(Your goal) Exactly as written, set down each line of the data below except its pictures.

▽

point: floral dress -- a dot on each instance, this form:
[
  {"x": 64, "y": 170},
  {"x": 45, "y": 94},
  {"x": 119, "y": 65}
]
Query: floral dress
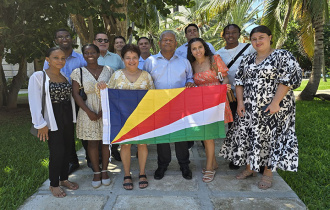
[
  {"x": 209, "y": 77},
  {"x": 120, "y": 81},
  {"x": 87, "y": 129},
  {"x": 258, "y": 138}
]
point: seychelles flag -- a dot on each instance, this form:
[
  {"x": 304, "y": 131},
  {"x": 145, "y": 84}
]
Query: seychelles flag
[{"x": 163, "y": 115}]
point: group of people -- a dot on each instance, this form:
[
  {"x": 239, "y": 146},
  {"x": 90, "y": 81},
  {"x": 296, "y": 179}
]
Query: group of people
[{"x": 261, "y": 121}]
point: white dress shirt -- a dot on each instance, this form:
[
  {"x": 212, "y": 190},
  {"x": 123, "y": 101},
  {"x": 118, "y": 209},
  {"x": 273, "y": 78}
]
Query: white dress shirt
[
  {"x": 182, "y": 50},
  {"x": 168, "y": 74},
  {"x": 35, "y": 102}
]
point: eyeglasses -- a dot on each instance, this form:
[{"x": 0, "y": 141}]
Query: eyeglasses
[
  {"x": 64, "y": 37},
  {"x": 102, "y": 40}
]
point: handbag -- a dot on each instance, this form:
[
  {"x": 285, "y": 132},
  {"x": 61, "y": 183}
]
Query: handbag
[
  {"x": 81, "y": 89},
  {"x": 230, "y": 94},
  {"x": 33, "y": 130}
]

△

(Reply to the task)
point: floral dress -- a dot on each instance, this form:
[
  {"x": 64, "y": 170},
  {"x": 45, "y": 94},
  {"x": 119, "y": 65}
]
Query: floral dress
[
  {"x": 209, "y": 77},
  {"x": 120, "y": 81},
  {"x": 87, "y": 129},
  {"x": 258, "y": 138}
]
point: seychelles flag -- a dot on each instance, this form:
[
  {"x": 304, "y": 131},
  {"x": 145, "y": 84}
]
Query: seychelles flag
[{"x": 163, "y": 115}]
point: group of people -- a dot on each instance, this form:
[
  {"x": 239, "y": 146},
  {"x": 90, "y": 81},
  {"x": 296, "y": 179}
]
Query: group of people
[{"x": 261, "y": 121}]
point: white dress shirt -- a dot on each instance, this form:
[
  {"x": 212, "y": 190},
  {"x": 123, "y": 101},
  {"x": 118, "y": 209},
  {"x": 273, "y": 78}
]
Query: white dress shirt
[
  {"x": 182, "y": 50},
  {"x": 168, "y": 74},
  {"x": 35, "y": 102}
]
point: eyeglasses -- a dot on each instance, this form:
[{"x": 0, "y": 141}]
Query: eyeglasses
[
  {"x": 64, "y": 37},
  {"x": 102, "y": 40}
]
point: handbag -- a dot on each instance, this form:
[
  {"x": 285, "y": 132},
  {"x": 61, "y": 183}
]
Query: handbag
[
  {"x": 81, "y": 89},
  {"x": 230, "y": 94},
  {"x": 33, "y": 130}
]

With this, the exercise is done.